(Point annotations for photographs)
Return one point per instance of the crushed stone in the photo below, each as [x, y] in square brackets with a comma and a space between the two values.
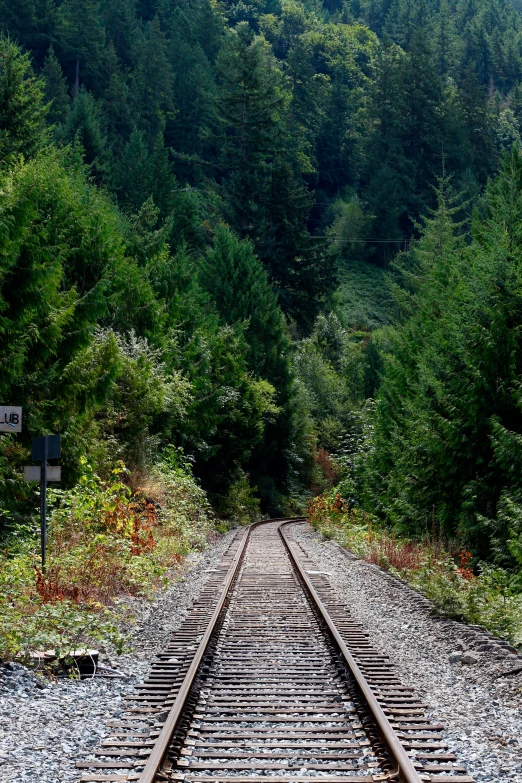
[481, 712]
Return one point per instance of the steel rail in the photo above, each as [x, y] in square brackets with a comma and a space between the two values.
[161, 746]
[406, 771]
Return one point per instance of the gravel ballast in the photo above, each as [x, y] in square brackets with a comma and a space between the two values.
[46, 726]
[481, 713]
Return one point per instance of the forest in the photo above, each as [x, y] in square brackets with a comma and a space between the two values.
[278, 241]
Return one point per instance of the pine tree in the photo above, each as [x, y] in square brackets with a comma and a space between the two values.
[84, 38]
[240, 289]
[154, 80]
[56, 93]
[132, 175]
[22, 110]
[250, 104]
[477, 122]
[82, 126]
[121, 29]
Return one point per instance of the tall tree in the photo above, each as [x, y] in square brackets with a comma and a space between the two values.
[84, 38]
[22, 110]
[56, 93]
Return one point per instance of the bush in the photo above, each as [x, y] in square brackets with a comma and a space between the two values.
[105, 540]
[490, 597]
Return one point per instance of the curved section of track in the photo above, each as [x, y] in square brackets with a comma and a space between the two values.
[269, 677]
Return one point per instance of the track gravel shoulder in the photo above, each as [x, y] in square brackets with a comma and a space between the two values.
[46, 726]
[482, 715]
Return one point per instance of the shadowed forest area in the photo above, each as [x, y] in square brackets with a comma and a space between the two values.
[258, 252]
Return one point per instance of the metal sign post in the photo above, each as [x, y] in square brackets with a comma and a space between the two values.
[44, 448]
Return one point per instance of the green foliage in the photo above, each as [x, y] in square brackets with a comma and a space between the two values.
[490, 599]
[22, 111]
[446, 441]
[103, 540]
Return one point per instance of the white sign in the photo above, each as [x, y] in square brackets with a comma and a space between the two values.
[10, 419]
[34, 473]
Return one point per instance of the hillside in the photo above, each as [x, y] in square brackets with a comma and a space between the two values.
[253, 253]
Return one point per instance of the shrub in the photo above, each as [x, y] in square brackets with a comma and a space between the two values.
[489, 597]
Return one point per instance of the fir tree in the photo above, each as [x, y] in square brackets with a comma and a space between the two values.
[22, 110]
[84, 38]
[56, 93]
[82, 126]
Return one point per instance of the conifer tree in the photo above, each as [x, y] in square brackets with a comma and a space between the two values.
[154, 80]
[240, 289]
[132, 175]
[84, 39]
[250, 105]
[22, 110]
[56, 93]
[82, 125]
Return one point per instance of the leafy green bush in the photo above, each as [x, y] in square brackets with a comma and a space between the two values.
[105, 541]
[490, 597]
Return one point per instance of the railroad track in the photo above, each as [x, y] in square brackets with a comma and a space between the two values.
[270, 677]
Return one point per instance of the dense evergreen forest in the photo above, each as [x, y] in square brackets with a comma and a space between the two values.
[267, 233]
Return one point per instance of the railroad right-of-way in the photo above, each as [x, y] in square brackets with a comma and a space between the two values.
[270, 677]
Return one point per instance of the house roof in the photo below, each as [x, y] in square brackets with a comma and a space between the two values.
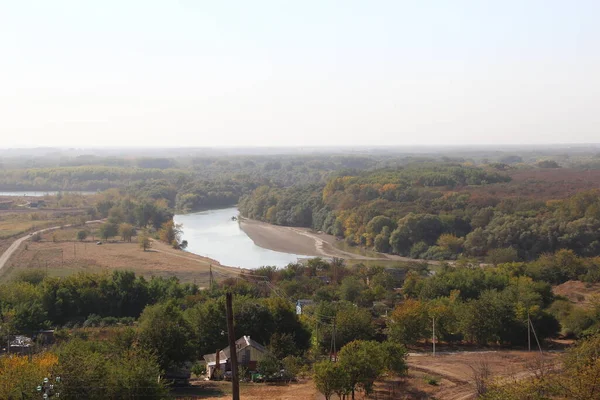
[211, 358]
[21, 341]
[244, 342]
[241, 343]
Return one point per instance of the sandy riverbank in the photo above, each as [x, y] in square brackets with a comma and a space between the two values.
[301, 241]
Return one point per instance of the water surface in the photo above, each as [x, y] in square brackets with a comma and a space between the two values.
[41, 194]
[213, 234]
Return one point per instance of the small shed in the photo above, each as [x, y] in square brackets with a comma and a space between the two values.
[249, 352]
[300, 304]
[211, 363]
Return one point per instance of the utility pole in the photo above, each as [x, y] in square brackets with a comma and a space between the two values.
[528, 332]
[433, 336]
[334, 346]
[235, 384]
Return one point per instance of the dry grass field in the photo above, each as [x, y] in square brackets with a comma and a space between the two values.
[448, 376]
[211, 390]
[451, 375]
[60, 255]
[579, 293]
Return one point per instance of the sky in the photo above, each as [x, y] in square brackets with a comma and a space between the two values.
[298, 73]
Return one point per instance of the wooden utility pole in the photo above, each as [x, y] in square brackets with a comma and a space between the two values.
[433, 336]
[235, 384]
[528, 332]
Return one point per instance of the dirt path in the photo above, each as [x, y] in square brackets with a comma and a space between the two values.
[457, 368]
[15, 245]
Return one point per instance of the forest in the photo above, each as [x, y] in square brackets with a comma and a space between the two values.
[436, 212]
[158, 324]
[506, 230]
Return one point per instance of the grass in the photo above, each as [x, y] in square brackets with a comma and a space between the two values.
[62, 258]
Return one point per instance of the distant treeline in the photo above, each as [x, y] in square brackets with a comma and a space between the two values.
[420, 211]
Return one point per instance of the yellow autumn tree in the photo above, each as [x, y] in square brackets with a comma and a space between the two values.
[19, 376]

---

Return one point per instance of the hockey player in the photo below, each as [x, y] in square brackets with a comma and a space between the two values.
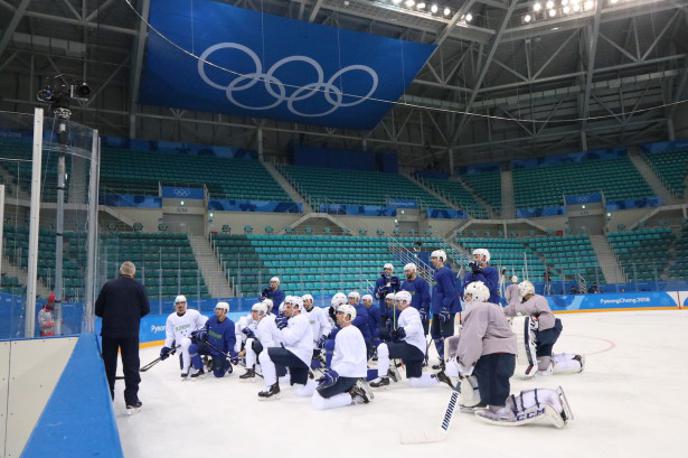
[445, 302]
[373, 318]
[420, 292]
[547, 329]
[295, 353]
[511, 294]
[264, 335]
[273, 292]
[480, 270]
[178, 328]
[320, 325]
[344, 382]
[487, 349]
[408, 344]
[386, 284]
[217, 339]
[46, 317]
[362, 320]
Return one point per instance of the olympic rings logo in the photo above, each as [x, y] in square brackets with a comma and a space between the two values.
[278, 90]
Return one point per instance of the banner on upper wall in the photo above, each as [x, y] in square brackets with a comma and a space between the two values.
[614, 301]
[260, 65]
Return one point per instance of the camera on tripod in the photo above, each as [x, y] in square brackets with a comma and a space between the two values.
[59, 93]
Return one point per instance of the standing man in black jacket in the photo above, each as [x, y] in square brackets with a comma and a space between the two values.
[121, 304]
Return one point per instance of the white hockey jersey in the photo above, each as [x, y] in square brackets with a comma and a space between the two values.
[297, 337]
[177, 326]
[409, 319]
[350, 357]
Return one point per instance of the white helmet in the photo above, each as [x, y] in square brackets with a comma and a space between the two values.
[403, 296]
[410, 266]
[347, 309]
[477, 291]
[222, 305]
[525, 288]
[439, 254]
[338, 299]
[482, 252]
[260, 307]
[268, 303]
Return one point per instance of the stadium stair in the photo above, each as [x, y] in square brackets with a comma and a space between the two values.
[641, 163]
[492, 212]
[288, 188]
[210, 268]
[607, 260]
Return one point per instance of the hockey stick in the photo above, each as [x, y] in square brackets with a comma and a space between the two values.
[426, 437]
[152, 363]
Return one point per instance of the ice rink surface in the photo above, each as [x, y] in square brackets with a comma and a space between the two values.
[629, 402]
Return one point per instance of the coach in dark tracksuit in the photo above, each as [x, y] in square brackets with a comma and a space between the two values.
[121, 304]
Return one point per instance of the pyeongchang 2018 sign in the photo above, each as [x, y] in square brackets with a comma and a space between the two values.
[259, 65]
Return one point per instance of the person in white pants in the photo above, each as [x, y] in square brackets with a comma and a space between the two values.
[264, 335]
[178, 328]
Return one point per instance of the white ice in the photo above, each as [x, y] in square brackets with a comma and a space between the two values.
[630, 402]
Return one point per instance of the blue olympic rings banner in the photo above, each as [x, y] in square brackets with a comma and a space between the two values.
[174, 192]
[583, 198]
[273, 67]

• [TASK DETAILS]
Determine how many lines of the rows above contain the string "grass", with case taken into account. Give the number alone.

• [THE OUTPUT]
2